* _Dataset records_:
·····

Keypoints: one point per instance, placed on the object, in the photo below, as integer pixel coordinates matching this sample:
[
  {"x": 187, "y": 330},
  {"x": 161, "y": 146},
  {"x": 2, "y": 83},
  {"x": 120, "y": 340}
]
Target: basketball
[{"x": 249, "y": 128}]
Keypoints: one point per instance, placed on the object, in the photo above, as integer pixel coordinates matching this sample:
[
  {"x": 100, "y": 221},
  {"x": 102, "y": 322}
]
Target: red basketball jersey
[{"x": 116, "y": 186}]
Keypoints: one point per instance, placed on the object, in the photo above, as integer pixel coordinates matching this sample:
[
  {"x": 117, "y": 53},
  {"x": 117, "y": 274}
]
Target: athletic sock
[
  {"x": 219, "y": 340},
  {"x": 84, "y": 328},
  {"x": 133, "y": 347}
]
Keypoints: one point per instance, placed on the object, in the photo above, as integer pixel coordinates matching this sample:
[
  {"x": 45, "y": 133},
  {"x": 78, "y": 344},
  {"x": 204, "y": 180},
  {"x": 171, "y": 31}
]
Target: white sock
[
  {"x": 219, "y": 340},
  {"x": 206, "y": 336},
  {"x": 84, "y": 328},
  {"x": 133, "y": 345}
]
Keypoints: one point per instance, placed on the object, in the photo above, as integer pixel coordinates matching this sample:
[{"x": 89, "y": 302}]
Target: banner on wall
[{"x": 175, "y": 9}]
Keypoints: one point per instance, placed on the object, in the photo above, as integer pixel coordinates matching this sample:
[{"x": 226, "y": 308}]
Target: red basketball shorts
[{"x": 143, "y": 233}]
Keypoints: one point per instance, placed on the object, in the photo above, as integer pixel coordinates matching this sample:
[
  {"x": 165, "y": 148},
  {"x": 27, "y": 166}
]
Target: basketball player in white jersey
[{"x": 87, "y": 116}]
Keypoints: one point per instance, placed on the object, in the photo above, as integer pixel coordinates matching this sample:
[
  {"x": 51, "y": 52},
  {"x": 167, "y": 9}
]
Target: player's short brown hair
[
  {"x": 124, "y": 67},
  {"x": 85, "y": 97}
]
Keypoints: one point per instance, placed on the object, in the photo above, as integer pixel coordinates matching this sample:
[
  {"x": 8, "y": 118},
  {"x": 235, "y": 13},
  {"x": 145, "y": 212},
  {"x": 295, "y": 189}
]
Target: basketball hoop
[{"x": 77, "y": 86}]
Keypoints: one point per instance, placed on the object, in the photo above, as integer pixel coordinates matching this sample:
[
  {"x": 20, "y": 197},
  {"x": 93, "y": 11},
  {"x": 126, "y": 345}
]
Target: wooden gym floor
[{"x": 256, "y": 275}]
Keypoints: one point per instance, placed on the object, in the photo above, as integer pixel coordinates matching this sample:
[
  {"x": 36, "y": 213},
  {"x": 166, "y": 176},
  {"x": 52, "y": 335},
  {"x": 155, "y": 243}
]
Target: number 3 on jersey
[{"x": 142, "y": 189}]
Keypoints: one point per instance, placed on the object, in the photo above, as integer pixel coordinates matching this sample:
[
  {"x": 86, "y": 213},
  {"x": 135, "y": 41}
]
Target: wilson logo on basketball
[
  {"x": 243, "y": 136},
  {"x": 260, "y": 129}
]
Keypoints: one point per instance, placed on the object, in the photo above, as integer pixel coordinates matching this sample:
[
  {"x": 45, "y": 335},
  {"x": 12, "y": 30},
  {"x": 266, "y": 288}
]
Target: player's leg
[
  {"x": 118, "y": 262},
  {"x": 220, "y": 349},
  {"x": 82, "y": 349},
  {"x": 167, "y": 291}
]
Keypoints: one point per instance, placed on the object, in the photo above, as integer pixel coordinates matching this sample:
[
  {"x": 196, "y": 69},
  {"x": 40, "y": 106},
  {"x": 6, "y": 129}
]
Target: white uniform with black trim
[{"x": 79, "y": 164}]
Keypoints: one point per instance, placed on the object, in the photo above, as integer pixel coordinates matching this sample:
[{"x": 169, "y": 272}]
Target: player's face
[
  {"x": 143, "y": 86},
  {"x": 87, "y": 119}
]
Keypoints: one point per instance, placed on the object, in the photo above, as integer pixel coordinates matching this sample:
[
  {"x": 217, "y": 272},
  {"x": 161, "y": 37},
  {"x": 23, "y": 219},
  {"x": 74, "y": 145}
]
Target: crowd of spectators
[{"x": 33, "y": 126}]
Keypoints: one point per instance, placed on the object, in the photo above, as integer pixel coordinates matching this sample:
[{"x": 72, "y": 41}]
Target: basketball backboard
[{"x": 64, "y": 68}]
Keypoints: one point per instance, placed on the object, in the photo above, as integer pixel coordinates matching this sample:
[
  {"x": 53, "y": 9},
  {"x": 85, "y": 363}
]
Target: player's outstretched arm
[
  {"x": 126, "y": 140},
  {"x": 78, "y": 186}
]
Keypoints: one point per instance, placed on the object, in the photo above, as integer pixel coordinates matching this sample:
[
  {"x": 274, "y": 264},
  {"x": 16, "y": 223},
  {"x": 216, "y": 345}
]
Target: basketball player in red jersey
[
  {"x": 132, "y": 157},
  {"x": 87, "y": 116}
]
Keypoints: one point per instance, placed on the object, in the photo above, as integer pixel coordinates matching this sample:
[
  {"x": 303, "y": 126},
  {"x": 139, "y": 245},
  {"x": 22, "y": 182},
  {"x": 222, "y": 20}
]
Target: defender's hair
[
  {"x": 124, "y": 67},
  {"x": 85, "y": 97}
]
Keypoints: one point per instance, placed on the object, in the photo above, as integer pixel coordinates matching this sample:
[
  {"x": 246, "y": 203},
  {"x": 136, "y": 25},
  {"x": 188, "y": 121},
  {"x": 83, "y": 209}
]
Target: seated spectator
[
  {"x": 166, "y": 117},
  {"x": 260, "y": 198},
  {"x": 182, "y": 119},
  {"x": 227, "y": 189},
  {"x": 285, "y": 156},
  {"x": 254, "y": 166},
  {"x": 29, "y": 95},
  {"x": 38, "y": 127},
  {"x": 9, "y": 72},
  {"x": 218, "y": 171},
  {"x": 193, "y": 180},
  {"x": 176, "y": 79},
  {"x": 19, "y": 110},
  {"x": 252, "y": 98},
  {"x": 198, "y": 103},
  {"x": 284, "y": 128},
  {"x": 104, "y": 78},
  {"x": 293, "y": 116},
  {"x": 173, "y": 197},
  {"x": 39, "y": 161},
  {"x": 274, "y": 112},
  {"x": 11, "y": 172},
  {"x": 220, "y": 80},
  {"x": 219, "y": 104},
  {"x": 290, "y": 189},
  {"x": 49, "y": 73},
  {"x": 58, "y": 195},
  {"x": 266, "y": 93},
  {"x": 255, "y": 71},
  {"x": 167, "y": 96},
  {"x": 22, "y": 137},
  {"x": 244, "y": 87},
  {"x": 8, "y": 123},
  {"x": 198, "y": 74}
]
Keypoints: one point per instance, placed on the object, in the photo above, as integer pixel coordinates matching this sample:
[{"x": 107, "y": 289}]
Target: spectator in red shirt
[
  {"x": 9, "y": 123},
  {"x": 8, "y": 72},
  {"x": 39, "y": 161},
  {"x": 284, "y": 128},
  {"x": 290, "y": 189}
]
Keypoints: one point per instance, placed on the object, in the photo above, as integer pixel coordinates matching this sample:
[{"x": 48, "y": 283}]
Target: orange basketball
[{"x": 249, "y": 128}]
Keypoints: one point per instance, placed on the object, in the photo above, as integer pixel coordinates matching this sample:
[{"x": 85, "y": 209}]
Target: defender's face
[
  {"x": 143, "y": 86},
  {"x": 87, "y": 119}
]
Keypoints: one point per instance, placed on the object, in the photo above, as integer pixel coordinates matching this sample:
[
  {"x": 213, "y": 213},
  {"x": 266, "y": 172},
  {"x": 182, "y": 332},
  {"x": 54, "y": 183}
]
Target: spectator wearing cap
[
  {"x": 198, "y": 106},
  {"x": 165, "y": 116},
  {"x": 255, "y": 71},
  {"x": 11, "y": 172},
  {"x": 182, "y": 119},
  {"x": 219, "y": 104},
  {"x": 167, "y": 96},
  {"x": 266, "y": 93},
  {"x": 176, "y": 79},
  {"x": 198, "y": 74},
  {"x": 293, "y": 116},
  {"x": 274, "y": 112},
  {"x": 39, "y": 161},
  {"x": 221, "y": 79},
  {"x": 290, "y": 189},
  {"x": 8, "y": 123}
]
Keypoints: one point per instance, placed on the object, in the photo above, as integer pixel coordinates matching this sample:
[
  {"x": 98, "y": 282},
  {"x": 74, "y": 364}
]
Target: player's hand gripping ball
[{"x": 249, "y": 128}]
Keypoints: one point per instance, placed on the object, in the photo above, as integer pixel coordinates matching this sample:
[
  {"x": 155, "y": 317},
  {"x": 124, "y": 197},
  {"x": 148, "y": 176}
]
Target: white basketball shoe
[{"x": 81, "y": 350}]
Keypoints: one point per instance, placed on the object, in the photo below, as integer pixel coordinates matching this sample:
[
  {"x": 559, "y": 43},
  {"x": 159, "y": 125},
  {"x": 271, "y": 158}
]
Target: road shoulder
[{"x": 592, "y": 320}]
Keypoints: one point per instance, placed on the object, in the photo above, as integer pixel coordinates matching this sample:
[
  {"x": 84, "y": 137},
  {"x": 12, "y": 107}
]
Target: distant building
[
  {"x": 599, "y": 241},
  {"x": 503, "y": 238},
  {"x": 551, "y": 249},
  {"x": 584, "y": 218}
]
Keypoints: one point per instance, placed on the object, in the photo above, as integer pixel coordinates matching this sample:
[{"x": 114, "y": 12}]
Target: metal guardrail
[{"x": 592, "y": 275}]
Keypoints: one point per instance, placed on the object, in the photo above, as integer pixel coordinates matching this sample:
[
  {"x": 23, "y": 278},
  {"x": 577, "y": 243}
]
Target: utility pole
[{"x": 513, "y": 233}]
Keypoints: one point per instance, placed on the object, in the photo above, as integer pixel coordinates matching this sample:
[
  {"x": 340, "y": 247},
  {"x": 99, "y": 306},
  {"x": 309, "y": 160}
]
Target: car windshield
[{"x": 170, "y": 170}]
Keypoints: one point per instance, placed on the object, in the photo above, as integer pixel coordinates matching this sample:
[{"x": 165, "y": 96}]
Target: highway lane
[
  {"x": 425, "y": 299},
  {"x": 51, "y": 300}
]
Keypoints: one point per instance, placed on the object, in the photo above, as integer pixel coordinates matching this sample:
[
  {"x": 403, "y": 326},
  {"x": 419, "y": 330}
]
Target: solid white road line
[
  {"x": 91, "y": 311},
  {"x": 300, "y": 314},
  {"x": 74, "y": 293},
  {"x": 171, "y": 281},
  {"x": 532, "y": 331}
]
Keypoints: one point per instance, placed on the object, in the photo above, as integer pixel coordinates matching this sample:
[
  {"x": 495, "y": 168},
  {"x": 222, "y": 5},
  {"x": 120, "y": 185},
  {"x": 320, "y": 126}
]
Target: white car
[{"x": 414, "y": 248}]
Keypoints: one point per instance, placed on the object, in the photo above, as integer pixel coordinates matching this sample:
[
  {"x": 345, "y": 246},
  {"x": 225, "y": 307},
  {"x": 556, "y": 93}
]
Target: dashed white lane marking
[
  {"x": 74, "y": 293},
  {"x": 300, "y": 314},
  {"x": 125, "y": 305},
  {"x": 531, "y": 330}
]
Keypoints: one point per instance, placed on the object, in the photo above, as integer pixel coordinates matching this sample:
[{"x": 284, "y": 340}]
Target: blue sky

·····

* _Instructions to follow_:
Everything from the line containing "Target: utility pole" through the final line of the entries is to be written out exactly. No other lines belong in the answer.

* _Output of the exercise_:
Target: utility pole
[{"x": 513, "y": 233}]
Keypoints: one point per instance, placed on the object, in the photo above, as integer pixel coordinates matching this sample:
[
  {"x": 340, "y": 247},
  {"x": 99, "y": 306},
  {"x": 309, "y": 160}
]
Target: car windshield
[{"x": 170, "y": 170}]
Keypoints: one point per instance, placed on the object, in the photo above, as integer pixel coordinates matching this sample:
[{"x": 165, "y": 96}]
Target: highway lane
[
  {"x": 425, "y": 299},
  {"x": 51, "y": 300}
]
Keypoints: one point per instance, placed on the object, in the photo above, as integer pixel coordinates matching this sample:
[
  {"x": 403, "y": 326},
  {"x": 419, "y": 330}
]
Target: solid white road line
[
  {"x": 91, "y": 311},
  {"x": 300, "y": 314},
  {"x": 74, "y": 293},
  {"x": 171, "y": 281},
  {"x": 532, "y": 331}
]
Keypoints: one point per instance, placed on the object, in the photo above, as integer pixel coordinates matching this sample:
[
  {"x": 495, "y": 168},
  {"x": 222, "y": 5},
  {"x": 120, "y": 185},
  {"x": 320, "y": 126}
]
Target: white car
[{"x": 414, "y": 248}]
Keypoints: one point per instance, placed on the object, in the photo above, as integer pixel coordinates matching this sample:
[
  {"x": 345, "y": 246},
  {"x": 225, "y": 307},
  {"x": 556, "y": 93}
]
Target: dashed white lane marking
[
  {"x": 74, "y": 293},
  {"x": 300, "y": 314},
  {"x": 125, "y": 305},
  {"x": 531, "y": 330}
]
Keypoints: one point per instance, placed on the object, in the photo above, as integer pixel coordinates matching this sample:
[{"x": 284, "y": 340}]
Target: blue sky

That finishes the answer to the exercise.